What you will do — How many lines of data below contain the word "store"? Reply with the number alone.

[Lines of data]
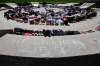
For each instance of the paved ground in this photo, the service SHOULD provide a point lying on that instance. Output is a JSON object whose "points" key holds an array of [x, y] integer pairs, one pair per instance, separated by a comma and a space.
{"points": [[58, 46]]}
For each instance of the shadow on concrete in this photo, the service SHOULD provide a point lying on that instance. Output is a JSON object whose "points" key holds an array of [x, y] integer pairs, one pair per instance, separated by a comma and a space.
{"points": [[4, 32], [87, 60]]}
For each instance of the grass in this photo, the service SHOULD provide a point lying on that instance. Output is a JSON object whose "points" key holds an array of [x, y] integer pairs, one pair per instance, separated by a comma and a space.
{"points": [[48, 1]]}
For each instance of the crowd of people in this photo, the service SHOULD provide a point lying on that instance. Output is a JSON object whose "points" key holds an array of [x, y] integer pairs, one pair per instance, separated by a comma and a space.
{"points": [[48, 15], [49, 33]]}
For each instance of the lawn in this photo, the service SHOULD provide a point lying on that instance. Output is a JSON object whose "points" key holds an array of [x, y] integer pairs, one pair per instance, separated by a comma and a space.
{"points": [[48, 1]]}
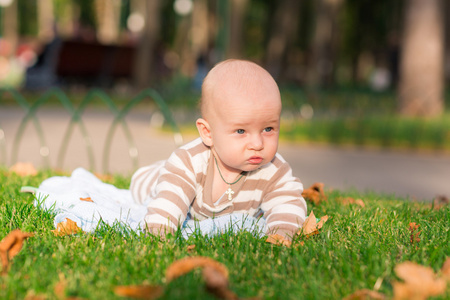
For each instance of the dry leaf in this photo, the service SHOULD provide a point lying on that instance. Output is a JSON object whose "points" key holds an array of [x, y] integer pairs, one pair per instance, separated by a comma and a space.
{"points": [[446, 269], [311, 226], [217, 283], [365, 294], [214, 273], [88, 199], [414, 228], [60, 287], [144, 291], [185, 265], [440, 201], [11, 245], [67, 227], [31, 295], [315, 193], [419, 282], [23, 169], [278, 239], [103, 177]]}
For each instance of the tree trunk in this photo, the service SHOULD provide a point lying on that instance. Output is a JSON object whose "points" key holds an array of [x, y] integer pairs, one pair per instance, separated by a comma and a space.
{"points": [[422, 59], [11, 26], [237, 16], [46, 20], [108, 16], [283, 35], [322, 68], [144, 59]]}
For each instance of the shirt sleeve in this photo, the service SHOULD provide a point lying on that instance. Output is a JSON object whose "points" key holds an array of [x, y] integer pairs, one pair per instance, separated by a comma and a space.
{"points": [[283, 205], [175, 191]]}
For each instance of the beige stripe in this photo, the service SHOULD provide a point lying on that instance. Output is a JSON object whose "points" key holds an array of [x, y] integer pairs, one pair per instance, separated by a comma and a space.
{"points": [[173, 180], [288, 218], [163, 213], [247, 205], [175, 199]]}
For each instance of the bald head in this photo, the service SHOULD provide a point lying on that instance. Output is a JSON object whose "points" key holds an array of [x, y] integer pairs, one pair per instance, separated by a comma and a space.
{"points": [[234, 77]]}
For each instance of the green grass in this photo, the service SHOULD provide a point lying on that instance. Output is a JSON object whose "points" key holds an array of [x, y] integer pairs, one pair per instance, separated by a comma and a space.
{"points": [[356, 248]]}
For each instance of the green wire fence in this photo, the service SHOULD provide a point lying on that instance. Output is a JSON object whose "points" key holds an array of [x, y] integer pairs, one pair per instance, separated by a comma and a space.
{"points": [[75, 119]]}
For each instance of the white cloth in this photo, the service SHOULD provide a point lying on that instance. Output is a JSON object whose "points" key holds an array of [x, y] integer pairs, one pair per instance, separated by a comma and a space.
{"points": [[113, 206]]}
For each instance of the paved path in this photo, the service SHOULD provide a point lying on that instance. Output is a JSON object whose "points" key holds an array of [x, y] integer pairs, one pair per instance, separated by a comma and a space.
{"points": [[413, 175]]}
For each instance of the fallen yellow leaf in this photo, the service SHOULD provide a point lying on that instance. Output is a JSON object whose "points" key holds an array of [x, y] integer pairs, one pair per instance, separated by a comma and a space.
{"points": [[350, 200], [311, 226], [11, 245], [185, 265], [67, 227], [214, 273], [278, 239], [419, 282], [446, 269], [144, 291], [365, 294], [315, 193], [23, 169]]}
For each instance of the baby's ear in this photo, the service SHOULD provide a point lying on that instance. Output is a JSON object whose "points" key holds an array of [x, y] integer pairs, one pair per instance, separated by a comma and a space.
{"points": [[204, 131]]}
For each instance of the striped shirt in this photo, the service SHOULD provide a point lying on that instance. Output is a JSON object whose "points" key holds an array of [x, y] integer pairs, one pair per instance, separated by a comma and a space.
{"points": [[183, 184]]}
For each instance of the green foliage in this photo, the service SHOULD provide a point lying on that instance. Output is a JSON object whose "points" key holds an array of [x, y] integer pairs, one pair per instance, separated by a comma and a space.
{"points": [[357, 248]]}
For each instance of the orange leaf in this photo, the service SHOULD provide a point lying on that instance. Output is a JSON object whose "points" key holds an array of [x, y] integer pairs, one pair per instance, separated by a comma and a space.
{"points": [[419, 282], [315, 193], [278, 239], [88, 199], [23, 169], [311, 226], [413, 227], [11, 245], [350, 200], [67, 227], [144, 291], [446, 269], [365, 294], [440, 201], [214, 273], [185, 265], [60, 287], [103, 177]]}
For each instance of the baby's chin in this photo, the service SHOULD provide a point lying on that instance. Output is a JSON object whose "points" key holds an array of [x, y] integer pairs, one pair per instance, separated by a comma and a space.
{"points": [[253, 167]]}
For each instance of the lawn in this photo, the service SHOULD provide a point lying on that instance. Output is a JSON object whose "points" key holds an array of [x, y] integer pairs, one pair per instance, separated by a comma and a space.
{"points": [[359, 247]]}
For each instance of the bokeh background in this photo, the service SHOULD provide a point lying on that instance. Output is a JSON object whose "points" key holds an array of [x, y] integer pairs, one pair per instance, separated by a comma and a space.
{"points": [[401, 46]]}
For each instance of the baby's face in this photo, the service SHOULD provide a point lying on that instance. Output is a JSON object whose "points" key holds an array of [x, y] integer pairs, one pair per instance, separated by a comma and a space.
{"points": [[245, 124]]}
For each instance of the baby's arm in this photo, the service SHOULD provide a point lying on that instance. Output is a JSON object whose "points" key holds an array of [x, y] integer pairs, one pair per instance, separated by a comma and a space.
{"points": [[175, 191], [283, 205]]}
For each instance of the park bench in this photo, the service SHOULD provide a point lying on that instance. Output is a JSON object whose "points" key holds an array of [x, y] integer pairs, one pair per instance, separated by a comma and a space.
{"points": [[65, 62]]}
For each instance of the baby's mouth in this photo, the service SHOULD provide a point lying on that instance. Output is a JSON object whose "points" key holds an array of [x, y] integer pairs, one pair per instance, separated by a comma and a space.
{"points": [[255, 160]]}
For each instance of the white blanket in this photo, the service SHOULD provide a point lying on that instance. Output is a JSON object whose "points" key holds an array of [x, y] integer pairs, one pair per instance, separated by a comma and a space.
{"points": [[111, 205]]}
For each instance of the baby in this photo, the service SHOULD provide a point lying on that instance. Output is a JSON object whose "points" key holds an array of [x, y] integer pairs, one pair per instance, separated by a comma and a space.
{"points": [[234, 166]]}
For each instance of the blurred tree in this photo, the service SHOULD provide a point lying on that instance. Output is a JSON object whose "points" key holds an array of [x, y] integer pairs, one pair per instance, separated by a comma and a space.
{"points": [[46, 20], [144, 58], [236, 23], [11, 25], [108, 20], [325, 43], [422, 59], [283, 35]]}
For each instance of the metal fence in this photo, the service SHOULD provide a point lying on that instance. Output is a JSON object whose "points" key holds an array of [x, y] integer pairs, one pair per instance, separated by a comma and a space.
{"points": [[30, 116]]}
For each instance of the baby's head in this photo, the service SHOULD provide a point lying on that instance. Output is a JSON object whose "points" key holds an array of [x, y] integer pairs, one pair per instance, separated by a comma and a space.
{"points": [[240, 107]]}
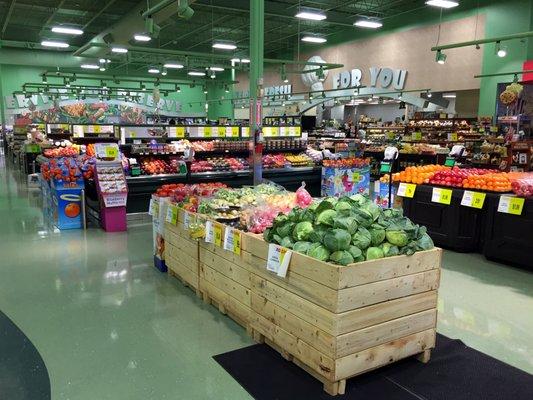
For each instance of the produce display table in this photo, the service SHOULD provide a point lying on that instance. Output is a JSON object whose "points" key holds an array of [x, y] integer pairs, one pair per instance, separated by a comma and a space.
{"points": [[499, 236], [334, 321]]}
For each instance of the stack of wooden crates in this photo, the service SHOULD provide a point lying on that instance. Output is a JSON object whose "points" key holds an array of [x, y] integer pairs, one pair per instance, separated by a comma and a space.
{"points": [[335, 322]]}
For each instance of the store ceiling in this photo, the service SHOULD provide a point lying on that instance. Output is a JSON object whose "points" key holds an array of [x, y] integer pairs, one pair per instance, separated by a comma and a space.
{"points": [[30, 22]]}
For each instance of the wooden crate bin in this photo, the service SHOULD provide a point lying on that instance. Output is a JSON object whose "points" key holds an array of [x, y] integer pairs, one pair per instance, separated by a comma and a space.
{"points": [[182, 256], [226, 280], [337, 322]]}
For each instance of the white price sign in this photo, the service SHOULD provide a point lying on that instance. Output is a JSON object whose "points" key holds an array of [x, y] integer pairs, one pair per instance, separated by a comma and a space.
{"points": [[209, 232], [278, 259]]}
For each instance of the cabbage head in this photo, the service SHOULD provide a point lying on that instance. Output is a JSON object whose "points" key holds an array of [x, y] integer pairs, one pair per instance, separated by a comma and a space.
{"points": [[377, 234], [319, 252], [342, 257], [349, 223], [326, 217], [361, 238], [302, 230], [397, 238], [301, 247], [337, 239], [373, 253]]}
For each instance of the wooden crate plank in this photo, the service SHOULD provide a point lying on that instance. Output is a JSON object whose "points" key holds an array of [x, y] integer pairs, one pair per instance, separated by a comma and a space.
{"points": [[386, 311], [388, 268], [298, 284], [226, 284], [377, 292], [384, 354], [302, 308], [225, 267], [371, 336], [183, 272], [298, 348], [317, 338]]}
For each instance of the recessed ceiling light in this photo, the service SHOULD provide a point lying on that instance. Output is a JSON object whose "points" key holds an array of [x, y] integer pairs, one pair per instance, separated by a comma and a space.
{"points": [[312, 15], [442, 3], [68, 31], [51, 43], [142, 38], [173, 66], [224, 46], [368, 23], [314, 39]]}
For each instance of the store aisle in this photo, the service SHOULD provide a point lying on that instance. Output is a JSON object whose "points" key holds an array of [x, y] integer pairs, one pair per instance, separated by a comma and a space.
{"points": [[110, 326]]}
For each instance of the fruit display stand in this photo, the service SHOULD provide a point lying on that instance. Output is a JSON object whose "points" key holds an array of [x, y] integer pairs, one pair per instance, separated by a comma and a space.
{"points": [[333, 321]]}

* * *

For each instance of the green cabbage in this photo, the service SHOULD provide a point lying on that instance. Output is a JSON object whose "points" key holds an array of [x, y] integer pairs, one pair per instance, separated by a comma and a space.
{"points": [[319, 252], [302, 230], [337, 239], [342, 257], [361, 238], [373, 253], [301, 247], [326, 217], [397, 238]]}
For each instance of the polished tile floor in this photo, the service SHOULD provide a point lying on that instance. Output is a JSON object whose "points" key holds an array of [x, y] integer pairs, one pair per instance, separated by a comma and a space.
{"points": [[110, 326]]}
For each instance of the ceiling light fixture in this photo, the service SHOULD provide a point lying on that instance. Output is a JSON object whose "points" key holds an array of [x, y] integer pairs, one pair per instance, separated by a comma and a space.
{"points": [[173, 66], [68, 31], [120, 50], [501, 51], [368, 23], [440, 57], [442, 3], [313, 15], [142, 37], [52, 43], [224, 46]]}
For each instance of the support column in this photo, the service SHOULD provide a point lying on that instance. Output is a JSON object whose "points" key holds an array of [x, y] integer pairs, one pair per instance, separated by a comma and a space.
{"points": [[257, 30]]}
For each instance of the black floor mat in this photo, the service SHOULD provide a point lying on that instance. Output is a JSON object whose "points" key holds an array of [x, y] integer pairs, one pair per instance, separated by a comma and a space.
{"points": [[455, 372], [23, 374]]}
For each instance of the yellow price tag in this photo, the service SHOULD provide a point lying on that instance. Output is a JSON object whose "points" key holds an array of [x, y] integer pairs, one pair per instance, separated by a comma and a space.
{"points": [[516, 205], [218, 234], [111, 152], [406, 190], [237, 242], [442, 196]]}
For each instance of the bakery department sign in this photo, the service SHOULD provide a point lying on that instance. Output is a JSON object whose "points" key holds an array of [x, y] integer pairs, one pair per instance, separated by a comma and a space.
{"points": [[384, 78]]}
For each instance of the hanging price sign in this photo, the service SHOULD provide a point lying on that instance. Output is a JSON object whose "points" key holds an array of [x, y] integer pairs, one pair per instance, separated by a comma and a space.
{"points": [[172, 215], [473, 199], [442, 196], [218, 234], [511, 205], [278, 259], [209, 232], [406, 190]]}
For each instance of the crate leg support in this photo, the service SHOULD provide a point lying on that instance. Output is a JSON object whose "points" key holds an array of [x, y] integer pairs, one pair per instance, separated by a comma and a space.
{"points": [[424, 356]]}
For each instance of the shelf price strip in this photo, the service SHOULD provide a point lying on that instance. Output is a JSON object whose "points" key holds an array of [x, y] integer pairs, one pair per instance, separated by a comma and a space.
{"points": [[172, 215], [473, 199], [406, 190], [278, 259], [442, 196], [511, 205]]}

Answer below — 2